= EXCERPT PROVIDED =
Is this battery different from a regular power bank?
Yes indeed! The Ultra Battery is made of Lithium Iron Phosphate cells (LiFePO4). Power banks designed as backup batteries for phones and portable electronic devices are usually of the Lithium-ion (Li-ion) or Lithium-polymer (LiPo) type. Those high-density batteries are not suitable for use in a closed parked vehicle (where temperature can reach high–and low–levels) as they risk causing fire or explosion. LiFePO4 batteries can sustain more extreme temperatures, more charge cycles and are also more environment-friendly.
I have this 10,000 mAh power bank that is much smaller than this 6,000 mAh battery. What gives?
mAh can be misleading if we don’t consider voltage. Tip: think in terms of Watt-hours (Wh). Of course the type of battery should be taken into consideration: high power density batteries have higher capacity for a given volume. In other words, at same capacity, a Li-ion or LiPo battery will always be smaller than a LiFePO4 battery. Still, you should keep in mind that consumer electronics and car accessories assume different voltage values. The milliamp rating of power banks is usually based on a voltage of 3.7V. This means for a 10,000 mAh battery, the total capacity is 10,000mAh x 3.7V / 1,000 = 37Wh. By way of comparison, the Power Magic Ultra Battery has a capacity of 6,000mAh at 12.8V, which translates into 76.8Wh.
Can I use Power Magic Ultra Battery in a commercial truck (24V)?
Yes. B-124X is compatible with 12V and 24V systems unlike its predecessor B-124 (Both named Power Magic Ultra Battery). This site only sells the B-124X. If you have a doubt about which model you have, check the connectors at the back: only B-124X features a USB port.

= AVAILABLE DATA =
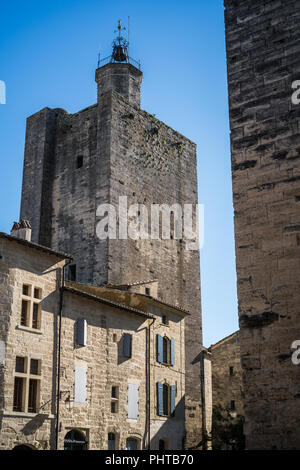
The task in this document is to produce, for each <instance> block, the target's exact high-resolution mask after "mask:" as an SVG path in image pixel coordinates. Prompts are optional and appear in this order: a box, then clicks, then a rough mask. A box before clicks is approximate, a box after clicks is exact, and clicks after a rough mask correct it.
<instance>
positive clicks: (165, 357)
mask: <svg viewBox="0 0 300 470" xmlns="http://www.w3.org/2000/svg"><path fill="white" fill-rule="evenodd" d="M170 357H171V341H170V340H169V338H167V336H164V337H163V362H164V363H165V364H170Z"/></svg>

= REQUIRED ACTION =
Answer these from the battery FAQ above:
(a) What type of cells is the Ultra Battery made of?
(b) What is its capacity in watt-hours?
(c) Which model features a USB port?

= EXERCISE SOLUTION =
(a) Lithium Iron Phosphate cells (LiFePO4)
(b) 76.8Wh
(c) B-124X